Source:
[start]

Feat gpu (#585)

acarranoqovery · web-flow · commit 38fbfdcfca11 · 2025-10-15T10:32:57.000+02:00
* feat: add GPU support for karpenter

* fix
diff --git a/website/docs/using-qovery/configuration/application.md b/website/docs/using-qovery/configuration/application.md
@@ -1,5 +1,5 @@
 ---
-last_modified_on: "2025-09-16"
+last_modified_on: "2025-10-14"
 title: "Application"
 description: "Learn how to configure your Application on Qovery"
 ---
@@ -102,6 +102,7 @@ Within this section, you will need to define the resources to be assigned to you
 
 - vCPU: the vCPU assigned to each instance of your application. The default is 500m (0.5 vCPU).
 - RAM: the amount of RAM assigned to each instance of your application. The default is 512MB.
+- GPU: the amount of GPU assigned to each instance of your application. The default is 0. The GPU nodepool must be enabled on your cluster to be able to use GPU instances (see [AWS with Karpenter cluster setup documentation][docs.using-qovery.configuration.clusters.aws-with-karpenter]).
 - Number of instances (Application Auto-scaling): select the minimum and the maximum number of instances of your application that can run within your cluster. The number of instances running at an insant t is automatically managed by Kubernetes (Application auto-scaling) and it is based on real-time CPU consumption. When your app goes above 60% of CPU consumption for 5 minutes, your app will be auto-scaled and more instances will be added. It is transparent.
  Qovery runs your application on Kubernetes and relies on [metrics-server](https://github.com/kubernetes-sigs/metrics-server) service to auto-scale your app.

[end]

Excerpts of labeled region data
[start]

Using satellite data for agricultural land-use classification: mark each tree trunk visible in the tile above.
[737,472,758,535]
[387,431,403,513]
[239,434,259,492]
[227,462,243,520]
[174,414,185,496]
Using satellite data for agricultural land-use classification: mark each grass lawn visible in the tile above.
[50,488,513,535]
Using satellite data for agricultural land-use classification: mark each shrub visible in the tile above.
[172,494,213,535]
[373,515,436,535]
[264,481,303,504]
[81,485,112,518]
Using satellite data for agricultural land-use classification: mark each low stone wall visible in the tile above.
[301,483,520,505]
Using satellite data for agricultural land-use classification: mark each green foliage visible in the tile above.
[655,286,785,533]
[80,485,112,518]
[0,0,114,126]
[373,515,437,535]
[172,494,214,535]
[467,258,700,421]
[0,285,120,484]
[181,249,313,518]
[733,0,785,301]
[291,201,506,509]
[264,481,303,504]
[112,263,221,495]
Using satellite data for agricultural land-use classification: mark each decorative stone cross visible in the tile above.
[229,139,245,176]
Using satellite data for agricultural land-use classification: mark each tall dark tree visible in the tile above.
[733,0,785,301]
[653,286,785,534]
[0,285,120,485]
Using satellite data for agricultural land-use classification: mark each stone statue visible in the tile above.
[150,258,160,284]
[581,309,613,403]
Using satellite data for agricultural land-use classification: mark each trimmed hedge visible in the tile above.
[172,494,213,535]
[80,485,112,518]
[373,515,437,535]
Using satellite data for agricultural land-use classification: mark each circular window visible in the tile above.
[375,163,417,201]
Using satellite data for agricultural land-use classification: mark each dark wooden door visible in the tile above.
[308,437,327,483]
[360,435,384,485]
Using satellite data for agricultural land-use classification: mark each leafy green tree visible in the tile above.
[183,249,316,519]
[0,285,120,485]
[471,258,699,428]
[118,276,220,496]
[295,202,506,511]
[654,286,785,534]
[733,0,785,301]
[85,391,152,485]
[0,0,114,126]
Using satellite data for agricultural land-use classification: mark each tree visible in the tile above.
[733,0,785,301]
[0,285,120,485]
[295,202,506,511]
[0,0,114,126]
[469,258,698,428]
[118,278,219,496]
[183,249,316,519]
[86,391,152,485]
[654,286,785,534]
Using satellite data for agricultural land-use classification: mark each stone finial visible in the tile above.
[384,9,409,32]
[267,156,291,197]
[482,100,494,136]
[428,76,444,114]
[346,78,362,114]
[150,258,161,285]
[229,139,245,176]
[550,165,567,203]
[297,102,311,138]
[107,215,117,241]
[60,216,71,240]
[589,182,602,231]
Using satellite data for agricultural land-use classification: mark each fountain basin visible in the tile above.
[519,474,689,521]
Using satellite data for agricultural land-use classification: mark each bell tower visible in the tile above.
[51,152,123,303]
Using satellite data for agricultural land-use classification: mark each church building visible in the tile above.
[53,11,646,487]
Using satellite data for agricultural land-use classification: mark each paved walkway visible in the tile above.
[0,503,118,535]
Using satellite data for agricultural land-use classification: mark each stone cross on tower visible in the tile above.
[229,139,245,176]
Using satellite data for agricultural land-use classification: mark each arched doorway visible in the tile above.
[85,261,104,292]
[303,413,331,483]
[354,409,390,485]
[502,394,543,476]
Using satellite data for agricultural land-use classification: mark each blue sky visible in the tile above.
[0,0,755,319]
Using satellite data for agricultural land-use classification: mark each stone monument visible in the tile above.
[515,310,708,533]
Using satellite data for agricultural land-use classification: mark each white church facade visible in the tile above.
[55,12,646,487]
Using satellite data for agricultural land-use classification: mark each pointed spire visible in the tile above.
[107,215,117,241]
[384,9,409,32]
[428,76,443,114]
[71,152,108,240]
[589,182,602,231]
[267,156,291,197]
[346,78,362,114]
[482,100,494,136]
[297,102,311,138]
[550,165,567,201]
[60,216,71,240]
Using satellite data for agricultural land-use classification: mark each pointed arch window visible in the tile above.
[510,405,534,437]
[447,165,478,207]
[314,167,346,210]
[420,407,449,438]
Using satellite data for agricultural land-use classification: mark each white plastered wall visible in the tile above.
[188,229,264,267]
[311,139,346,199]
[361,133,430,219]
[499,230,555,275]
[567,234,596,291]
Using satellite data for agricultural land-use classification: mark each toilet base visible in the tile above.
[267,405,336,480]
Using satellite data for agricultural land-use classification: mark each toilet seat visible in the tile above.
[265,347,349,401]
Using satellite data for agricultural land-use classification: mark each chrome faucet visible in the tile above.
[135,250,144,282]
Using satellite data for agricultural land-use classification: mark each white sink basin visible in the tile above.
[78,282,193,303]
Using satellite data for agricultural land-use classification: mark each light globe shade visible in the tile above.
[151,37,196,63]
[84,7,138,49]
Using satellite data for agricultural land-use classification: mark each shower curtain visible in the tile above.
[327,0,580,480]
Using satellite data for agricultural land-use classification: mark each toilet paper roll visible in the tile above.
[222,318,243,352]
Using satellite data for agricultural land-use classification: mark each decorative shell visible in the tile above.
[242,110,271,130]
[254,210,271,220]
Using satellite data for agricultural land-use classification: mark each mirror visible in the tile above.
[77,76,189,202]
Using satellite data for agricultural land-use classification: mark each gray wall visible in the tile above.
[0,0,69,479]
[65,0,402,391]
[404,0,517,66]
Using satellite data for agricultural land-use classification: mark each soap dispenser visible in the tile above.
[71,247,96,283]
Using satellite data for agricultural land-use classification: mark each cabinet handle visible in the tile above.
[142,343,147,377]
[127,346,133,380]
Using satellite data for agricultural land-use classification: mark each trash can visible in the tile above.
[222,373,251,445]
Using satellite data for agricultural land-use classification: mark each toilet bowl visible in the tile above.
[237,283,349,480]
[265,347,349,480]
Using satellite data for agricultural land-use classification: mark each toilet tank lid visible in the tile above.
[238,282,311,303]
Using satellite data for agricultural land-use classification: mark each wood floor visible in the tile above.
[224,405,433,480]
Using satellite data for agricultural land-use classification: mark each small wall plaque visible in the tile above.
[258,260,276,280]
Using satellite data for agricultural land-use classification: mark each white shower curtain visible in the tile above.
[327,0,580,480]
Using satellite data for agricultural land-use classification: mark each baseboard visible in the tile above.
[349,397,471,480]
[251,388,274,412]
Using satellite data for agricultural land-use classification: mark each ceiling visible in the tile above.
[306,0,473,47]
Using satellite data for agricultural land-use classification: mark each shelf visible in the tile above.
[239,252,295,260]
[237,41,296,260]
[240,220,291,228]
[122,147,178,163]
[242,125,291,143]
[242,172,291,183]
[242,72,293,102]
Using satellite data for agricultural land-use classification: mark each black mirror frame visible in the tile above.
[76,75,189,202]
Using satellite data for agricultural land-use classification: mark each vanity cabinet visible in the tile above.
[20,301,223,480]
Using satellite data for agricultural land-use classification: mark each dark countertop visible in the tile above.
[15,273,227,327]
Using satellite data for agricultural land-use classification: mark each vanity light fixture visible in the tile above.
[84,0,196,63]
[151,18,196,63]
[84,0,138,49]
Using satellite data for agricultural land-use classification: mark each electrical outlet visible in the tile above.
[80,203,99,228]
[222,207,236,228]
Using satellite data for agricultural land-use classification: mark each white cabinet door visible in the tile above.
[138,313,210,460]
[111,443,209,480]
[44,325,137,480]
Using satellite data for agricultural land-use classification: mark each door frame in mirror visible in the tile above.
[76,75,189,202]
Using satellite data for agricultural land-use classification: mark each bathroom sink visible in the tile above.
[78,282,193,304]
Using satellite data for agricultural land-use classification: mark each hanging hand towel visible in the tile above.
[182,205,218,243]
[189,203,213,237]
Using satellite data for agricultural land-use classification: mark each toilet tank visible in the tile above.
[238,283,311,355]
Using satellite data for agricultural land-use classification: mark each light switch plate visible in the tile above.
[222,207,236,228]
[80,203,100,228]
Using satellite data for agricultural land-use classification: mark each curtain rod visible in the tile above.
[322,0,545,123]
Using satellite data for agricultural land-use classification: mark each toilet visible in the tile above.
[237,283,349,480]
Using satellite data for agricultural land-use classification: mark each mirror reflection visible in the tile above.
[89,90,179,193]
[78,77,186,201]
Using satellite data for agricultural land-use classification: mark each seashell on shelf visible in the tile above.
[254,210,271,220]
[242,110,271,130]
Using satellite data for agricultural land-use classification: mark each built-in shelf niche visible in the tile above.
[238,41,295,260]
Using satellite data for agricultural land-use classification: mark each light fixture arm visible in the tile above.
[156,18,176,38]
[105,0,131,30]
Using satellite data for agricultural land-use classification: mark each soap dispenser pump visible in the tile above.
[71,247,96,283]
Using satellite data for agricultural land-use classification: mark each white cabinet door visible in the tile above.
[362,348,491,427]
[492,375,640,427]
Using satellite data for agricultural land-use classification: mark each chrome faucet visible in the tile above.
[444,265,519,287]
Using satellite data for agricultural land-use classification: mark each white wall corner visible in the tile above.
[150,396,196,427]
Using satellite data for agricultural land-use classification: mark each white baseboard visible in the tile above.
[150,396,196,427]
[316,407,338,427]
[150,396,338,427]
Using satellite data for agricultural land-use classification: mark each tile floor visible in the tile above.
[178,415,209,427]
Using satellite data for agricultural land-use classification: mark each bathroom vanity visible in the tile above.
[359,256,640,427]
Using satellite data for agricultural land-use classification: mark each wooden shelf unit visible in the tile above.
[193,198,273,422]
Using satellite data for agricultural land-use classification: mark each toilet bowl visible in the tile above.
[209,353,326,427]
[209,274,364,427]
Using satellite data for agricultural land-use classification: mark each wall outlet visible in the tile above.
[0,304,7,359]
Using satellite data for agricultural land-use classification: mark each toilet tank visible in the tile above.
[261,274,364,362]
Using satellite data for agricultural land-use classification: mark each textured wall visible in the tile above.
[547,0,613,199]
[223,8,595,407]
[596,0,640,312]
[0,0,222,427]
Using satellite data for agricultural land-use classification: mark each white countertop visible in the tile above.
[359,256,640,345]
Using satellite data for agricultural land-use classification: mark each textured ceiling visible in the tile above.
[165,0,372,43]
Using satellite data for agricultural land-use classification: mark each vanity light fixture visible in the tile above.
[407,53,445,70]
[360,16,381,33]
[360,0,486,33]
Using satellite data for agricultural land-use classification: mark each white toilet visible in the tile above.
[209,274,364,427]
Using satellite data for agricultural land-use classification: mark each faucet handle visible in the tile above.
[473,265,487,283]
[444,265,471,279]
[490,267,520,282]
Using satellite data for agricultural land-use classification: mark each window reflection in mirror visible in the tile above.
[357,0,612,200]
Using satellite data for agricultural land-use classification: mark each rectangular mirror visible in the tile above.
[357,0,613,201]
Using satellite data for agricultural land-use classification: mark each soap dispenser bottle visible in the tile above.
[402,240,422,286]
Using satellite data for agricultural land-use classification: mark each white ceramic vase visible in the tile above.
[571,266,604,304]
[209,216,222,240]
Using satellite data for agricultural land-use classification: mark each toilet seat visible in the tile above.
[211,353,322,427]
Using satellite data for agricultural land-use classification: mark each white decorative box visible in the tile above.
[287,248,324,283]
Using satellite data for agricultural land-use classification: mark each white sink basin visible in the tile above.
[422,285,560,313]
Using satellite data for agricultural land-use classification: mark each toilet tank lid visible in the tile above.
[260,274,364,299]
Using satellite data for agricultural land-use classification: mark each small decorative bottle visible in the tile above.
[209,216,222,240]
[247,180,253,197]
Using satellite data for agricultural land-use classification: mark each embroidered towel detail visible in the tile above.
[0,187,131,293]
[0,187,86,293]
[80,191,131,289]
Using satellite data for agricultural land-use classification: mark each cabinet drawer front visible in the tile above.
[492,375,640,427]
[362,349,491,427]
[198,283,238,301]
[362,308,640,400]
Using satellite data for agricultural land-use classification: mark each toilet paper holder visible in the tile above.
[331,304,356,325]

[end]

According to the documentation commit above, what must be enabled on a cluster before GPU instances can be used?

The GPU nodepool must be enabled on the cluster.